[Opening Dataset records section]
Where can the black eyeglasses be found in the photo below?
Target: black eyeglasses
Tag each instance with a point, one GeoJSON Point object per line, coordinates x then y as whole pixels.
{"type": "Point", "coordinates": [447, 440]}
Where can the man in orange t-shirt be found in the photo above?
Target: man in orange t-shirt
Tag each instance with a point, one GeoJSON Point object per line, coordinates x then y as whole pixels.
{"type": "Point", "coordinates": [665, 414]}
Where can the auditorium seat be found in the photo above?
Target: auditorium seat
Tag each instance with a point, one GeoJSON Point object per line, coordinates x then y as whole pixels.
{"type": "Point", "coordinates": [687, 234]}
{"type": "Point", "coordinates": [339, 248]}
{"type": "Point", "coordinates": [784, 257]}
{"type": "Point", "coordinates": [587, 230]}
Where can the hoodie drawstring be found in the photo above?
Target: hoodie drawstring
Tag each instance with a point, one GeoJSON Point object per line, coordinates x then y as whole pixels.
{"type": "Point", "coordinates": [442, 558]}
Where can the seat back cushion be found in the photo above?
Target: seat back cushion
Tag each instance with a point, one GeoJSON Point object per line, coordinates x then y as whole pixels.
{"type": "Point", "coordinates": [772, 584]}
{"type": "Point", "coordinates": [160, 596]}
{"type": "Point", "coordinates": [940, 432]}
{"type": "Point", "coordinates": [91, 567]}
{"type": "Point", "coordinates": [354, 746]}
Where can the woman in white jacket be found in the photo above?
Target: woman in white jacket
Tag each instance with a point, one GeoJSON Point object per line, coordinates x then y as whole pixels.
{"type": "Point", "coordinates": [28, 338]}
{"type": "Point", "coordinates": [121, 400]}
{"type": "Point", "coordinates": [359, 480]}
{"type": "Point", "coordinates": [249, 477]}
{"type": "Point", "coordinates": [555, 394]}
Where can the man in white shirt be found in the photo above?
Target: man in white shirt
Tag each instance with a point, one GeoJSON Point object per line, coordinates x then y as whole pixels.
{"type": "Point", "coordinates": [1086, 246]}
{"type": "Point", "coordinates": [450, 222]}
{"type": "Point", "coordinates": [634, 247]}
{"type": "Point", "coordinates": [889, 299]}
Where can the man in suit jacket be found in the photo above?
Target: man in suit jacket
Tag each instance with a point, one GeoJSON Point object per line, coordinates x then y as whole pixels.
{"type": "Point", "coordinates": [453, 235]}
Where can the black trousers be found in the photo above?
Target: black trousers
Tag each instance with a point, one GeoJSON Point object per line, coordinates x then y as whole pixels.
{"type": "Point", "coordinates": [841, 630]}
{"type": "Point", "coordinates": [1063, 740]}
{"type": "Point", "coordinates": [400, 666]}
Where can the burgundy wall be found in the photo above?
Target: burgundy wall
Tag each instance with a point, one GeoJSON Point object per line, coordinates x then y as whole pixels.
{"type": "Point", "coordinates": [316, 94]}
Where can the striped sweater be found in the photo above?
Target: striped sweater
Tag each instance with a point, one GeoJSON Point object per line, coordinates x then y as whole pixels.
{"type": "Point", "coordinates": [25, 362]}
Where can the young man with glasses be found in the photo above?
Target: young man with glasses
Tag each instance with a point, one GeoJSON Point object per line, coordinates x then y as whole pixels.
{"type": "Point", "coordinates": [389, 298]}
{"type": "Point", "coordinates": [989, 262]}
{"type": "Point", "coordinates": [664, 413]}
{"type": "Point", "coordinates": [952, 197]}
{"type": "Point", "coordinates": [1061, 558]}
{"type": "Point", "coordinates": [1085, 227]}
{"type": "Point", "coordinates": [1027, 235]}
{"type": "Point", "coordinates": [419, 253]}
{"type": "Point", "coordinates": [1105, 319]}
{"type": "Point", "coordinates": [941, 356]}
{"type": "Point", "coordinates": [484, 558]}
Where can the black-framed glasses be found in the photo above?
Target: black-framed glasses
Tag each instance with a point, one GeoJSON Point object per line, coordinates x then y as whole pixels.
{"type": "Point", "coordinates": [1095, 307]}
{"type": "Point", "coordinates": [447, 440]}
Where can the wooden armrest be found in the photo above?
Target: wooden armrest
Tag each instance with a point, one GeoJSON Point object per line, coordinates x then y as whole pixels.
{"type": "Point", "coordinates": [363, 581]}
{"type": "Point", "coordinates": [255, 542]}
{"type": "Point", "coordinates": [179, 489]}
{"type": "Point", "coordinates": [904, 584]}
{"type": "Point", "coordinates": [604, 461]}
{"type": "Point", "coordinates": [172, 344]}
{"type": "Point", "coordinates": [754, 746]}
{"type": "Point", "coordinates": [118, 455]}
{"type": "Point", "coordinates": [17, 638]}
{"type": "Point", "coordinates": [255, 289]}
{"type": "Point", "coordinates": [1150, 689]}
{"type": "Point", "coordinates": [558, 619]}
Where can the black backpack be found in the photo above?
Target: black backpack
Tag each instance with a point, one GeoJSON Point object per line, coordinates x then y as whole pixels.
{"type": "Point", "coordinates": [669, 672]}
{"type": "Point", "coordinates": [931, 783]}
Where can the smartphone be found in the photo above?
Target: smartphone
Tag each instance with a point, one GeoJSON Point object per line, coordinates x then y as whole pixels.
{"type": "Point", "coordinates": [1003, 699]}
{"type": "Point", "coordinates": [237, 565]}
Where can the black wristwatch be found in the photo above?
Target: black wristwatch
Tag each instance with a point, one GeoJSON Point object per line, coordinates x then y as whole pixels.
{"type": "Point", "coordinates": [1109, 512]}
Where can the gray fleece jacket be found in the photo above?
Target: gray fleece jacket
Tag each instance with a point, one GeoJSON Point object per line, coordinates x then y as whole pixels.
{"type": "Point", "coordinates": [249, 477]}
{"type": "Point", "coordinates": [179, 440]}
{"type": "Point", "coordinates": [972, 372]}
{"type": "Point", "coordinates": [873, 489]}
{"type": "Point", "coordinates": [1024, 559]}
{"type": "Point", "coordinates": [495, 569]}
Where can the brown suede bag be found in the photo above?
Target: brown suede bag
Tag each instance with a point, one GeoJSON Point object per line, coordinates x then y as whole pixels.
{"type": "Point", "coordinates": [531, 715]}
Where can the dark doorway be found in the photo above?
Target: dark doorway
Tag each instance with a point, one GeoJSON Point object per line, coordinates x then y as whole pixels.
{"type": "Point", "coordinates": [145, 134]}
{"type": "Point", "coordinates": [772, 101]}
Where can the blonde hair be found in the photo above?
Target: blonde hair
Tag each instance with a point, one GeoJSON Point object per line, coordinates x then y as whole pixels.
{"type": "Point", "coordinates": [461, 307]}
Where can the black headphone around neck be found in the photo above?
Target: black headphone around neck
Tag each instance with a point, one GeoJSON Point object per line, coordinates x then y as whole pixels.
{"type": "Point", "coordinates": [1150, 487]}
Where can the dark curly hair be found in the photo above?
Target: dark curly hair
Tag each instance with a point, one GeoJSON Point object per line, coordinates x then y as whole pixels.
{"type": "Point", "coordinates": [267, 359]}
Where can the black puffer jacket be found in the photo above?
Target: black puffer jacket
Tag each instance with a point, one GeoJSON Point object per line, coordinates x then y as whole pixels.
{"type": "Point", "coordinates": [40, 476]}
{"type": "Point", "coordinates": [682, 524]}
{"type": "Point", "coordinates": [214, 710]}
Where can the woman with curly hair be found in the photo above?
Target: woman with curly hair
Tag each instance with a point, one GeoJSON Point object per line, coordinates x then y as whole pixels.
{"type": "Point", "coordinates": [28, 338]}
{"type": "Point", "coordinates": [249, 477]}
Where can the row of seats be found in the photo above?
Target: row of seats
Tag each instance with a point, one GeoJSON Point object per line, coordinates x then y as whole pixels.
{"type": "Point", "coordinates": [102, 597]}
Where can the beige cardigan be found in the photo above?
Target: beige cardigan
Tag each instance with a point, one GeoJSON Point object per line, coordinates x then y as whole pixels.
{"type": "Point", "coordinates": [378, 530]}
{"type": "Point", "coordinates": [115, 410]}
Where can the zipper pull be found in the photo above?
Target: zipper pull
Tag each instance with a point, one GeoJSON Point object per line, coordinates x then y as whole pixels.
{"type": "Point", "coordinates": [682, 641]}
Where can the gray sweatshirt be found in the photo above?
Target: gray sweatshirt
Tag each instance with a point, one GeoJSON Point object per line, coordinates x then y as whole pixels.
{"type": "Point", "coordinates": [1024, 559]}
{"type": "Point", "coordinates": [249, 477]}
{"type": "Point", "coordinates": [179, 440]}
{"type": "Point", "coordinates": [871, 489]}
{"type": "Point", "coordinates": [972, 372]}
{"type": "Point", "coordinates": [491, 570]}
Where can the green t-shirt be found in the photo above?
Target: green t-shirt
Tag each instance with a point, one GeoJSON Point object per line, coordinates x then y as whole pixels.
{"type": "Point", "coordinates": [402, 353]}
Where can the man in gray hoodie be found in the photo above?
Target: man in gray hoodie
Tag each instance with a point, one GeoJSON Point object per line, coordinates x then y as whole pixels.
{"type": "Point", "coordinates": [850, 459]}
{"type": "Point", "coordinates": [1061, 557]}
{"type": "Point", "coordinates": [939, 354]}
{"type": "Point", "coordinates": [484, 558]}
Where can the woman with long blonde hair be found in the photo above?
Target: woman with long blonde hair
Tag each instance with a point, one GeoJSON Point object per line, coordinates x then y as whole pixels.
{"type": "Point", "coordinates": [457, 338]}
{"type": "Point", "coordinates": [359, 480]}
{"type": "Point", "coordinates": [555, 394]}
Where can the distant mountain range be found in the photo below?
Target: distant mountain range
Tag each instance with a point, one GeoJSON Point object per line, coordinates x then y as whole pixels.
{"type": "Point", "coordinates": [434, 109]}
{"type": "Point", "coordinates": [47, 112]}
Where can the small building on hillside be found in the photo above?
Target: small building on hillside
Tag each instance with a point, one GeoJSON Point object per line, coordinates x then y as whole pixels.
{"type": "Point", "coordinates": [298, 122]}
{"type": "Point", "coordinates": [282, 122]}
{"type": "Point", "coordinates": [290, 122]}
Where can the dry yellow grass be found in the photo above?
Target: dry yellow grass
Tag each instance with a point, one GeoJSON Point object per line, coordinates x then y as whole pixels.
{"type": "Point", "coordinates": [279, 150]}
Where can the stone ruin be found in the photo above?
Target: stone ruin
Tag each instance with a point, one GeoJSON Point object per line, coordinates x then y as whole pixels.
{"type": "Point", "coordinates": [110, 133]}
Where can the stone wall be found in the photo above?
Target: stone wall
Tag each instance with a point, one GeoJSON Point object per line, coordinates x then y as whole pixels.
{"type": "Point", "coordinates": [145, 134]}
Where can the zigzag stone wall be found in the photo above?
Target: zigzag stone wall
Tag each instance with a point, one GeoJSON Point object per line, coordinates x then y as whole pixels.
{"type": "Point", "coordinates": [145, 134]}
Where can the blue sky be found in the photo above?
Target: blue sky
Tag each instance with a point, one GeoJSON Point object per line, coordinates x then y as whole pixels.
[Closing Dataset records section]
How many lines in the entries above include the string "backpack"? Please answer with that number and nothing more.

*Exercise solution:*
2